SELECTED EXCERPT
• • • •

By: Velvet Spicer May 20, 2021

As a young child, Bruce Ha looked up at the moon and thought, how do we get there?
Next month, a 30 million page library of Earth’s cultures, customs, languages and memories — using a technology Ha invented — will be aboard Spacex, headed to the moon. It’s a heady feeling, Ha acknowledged.
“We’re on our way to creating the very first galactic library. The first installment is on the moon, the second installment on the moon is coming soon. Mars is in the works,” said Ha, founder and inventor of NanoRosetta and founder of the Rochester firm Stamper Technologies. “My goal is to improve the quality of life. I want to present gifts, my contribution in my short life on earth. I’ve been blessed with so much and I want to give back.”
Humble beginnings
Ha immigrated to the United States from Vietnam during the tumultuous 1970s. His father was a dignitary, married with seven children. In 1975, when it became clear that the family must leave their home in order to survive the war, Ha’s father obtained four tickets on a flight to America. The family decided to send Ha, who was then 10, his father, his sister and his older brother to the U.S., with the hope of returning when it was safe for the rest of the family.
“The risk we knew is if we left anyone behind and if you were an educator or you were working in the government, they would kill you. We took that risk because we had no other choice,” Ha said. “On the day before we were supposed to go, the main airport in Saigon was bombed. We had to go back.”
Ha’s father reached out to a friend who was the ambassador to Thailand at the time. The two had bought a small boat together some months prior and it was decided that Ha’s family of nine would get to the boat and travel down the Saigon River to freedom.
“The morning we were leaving, my mom had basic food for my brother, who was just a year old and she took all the photo albums because those things are precious. Those are things that we can
never get back. My dad took some gold, jewelry and money,” Ha recalled. “On the way we were trying to get food, but no one would take the money. So we actually gave them gold and jewelry, probably hundreds of thousands of dollars in today’s currency. We gave a lot of precious stuff away. But what’s most precious to us were the photos.”
That sentiment would play a large role in Ha’s life during the following decades.
“By the time we got there it was a little late, and (my father’s) partner was about to take off because people were jumping into the water and getting onto the boat. That boat had a capacity of about 20 people. There were 100 people on that boat by the time we took off on the Saigon River,” Ha said. “As we were leaving, the tanks and troops were coming in and occupying Saigon. We got out just in time.”
They radioed ahead and the U.S. Seventh Fleet, which would help the boatload of people escape Vietnam, was parked by the mouth of the river. When they arrived, officials told them to stay on the boat until the next morning, at which time they would be taken aboard and rescued.
“We slept and in the morning heard a commotion and people were saying the whole fleet was gone. Indeed, this huge ship was gone,” Ha said. “There were some empty boats, so we took two other boats, took the 100 people and divided them up onto the three boats and decided to go toward Thailand.”
The refugees were concerned about traveling too close to land and being found out, as well as being boarded by pirates. Either scenario could have been deadly for the 100 souls.
“At one point my dad and my mom were so distraught by the situation and said we may not survive, we should just go back. But my mom said if we go back the best we could hope for is concentration camps and the kids won’t survive it,” Ha explained. “The partner who was the captain of the boat said you have a better chance going to Thailand than going back. After a while they decided to stay and continued the course.”

• • • •

STORED DATA
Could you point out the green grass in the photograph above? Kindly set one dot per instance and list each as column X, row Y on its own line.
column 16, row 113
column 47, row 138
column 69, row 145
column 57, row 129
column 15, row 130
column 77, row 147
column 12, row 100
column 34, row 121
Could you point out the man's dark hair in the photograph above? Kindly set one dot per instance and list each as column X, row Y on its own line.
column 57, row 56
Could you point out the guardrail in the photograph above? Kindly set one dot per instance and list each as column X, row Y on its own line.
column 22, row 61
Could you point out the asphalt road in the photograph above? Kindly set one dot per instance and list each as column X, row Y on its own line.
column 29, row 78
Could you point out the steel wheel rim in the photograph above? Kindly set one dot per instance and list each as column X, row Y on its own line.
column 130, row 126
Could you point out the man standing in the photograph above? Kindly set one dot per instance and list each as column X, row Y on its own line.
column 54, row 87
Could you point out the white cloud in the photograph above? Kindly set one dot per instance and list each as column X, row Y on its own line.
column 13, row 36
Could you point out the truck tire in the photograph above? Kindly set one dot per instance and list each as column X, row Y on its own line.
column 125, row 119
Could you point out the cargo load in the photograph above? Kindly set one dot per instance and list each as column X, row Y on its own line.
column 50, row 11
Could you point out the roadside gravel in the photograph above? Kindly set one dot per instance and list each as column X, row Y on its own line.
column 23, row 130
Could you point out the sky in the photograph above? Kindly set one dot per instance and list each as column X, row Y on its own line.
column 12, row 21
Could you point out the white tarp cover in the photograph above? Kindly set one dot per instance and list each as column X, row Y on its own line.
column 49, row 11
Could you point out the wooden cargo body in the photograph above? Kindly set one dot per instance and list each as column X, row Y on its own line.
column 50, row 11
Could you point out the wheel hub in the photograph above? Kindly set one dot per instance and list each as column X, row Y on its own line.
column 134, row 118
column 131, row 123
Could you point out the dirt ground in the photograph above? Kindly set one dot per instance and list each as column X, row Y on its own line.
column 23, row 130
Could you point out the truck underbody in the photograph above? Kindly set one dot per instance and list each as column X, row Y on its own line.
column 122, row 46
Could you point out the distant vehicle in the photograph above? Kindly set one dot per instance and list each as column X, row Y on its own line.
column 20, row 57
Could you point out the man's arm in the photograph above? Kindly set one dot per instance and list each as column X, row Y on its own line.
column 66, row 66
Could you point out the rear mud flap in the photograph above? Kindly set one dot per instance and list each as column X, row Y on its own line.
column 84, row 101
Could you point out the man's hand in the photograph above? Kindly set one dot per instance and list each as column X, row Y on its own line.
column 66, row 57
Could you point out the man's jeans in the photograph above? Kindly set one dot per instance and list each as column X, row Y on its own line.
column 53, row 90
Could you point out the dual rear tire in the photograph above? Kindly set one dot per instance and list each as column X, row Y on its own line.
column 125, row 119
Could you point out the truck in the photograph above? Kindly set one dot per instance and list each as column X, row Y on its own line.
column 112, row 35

• • • •

REQUIRED TASKS
1) Print the passage of the Bruce Ha article that starts with "They radioed ahead" and ends with "the 100 souls.".
2) Please carry on the article about Bruce Ha from the point where it stops.

EXPECTED OUTPUTS
1)
They radioed ahead and the U.S. Seventh Fleet, which would help the boatload of people escape Vietnam, was parked by the mouth of the river. When they arrived, officials told them to stay on the boat until the next morning, at which time they would be taken aboard and rescued.
“We slept and in the morning heard a commotion and people were saying the whole fleet was gone. Indeed, this huge ship was gone,” Ha said. “There were some empty boats, so we took two other boats, took the 100 people and divided them up onto the three boats and decided to go toward Thailand.”
The refugees were concerned about traveling too close to land and being found out, as well as being boarded by pirates. Either scenario could have been deadly for the 100 souls.

2)
The group of refugees spent 10 or more days on the treacherous ocean.
“I can remember some of those days where I was so hungry but so seasick and throwing up. They were rationing food but I couldn’t even eat the rationed food. It was a bad trip,” Ha recalled. “On the ninth day there was a typhoon coming. Two boats ran out of fuel, and without fuel if you have water you can’t pump, so the men were pumping water out. The water was getting rough. We thought we were not going to survive the night.”
The group signaled a Japanese boat that they saw but it didn’t stop to help. Finally, a Thai boat stopped and said it would send help the next day.
“That night was really rough for all of us; none of us slept, men had to bail the water. We survived that night and in the morning three Thai boats came out and towed us back into Thailand. That night the full storm came in and wiped out everything,” Ha said. “We were so lucky to survive.”
Ha’s family stayed in a refugee camp for several months, homeless and without jobs to sustain themselves. As a dignitary, Ha’s father was embarrassed to beg for food, but to keep his family alive he did what he had to.
“After a few months we were able to transfer to a better camp that was run by the United States. In that camp my dad volunteered for different positions to see if he could get a sponsor to go to the United States because he had papers,” Ha said. “He was working for the government, so he was able to convince them to bring us over to Camp Pendleton.”
Camp Pendleton, a Marine Corps base in California, was like paradise, Ha recalled.
“We were still homeless, but it was paradise. I remember I found one stick of Wrigley’s mint gum and it was intact. And I saved that piece and I nibbled on it every day,” Ha said with a laugh. “We were eventually sponsored by a Baptist church in California. They rented a home so my mom and dad could work and pay the rent for that house. It was a 1,200-square-foot, three bedroom home that housed nine of us.”
But they finally had a home. And they were safe in America.
Path of learning
The family settled in the small town of Newbury Park. Ha learned to speak English by watching “Get Smart” and the “Love Boat.”
“We had to catch up. We were a year homeless with no education, so we were behind. We studied really hard,” Ha said. “My brother went to USC, got his medical degree from UCLA, then went to Columbia. I followed his footsteps because he inspired me to be a smart guy.”
Ha considered a medical career as well, but he discovered science, a field that enthralled him.
“I got my master’s in optical communications for building satellites,” Ha said. “That’s what I was interested in. It’s important to have skills to communicate, but also to have the technology to broadcast that skill.”
Ha went to work for Hughes Aircraft, a major American aerospace and defense contractor founded in 1932 by Howard Hughes in Glendale, Calif. The company was acquired by Raytheon Co. in 1997.
While working on radar systems for the military, Ha learned that Pioneer was looking for someone to develop laserdiscs, the precursor to DVDs. So Ha packed up his things and went to Japan for two years to learn the technology that he would bring back to the United States.
“I spent two years doing R&D in Japan. What a fantastic experience, learning the culture, business techniques,” he said. “I came back and we transferred a lot of the technology. We built a laserdisc facility in Carson, Calif. I spent five years there.”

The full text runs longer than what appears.